* Requirement
Copy the records again from the line containing "If you could point to the hockey player" through the end of the records, replacing "hockey player" with "skater" and leaving everything else unchanged.

* Information shown
════════════════

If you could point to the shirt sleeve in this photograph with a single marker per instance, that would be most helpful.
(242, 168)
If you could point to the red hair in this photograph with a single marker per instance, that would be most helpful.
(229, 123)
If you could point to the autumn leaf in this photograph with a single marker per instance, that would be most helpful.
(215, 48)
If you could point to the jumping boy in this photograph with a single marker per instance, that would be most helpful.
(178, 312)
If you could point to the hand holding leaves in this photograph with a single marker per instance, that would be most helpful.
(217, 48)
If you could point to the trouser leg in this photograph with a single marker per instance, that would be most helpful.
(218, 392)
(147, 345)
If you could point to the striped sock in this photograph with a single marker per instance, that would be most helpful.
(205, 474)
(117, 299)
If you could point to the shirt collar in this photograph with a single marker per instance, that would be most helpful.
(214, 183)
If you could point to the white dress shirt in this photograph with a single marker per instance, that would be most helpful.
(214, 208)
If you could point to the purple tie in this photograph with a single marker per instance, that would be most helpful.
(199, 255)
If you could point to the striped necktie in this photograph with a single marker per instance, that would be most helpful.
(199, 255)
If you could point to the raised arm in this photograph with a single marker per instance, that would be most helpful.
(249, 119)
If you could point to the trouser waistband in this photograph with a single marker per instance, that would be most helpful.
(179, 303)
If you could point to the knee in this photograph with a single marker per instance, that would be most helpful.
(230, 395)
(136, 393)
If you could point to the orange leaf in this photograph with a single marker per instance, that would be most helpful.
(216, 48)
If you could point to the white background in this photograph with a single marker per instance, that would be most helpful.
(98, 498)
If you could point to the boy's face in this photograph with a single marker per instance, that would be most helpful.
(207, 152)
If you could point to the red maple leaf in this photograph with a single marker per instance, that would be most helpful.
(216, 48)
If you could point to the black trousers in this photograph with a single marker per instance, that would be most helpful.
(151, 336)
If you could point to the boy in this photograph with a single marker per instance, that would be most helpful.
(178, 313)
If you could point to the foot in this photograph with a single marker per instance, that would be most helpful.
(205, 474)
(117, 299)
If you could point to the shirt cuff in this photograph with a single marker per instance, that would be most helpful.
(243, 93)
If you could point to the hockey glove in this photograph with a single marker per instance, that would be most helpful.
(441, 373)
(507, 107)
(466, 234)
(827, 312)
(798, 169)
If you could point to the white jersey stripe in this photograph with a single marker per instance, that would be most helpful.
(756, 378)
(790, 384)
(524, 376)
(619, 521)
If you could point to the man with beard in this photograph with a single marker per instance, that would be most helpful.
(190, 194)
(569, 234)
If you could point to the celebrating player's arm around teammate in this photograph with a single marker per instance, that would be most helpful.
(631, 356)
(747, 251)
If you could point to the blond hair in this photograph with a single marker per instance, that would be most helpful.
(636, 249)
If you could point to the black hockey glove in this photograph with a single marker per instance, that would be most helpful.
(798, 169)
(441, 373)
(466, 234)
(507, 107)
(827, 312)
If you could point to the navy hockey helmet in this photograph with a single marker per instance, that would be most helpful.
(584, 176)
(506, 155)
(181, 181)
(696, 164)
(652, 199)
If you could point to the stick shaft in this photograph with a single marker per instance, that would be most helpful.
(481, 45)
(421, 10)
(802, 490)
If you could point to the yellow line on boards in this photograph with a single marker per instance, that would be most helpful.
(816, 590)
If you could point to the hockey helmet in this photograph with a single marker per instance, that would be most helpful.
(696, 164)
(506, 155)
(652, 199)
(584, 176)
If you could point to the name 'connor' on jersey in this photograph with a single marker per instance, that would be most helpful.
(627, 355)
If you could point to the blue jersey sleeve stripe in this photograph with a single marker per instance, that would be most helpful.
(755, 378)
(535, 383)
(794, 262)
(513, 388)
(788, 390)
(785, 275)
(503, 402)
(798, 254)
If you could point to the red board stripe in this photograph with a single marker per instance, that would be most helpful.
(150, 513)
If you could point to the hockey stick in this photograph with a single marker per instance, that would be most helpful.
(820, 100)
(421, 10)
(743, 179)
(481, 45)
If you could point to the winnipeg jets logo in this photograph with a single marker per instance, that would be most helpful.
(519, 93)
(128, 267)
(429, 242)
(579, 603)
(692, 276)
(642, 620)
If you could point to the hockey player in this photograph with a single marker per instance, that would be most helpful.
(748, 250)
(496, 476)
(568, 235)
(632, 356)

════════════════

* Result of this exercise
If you could point to the skater in this photograph with a single marker per instance, that would be most helpful.
(748, 250)
(496, 476)
(568, 235)
(632, 356)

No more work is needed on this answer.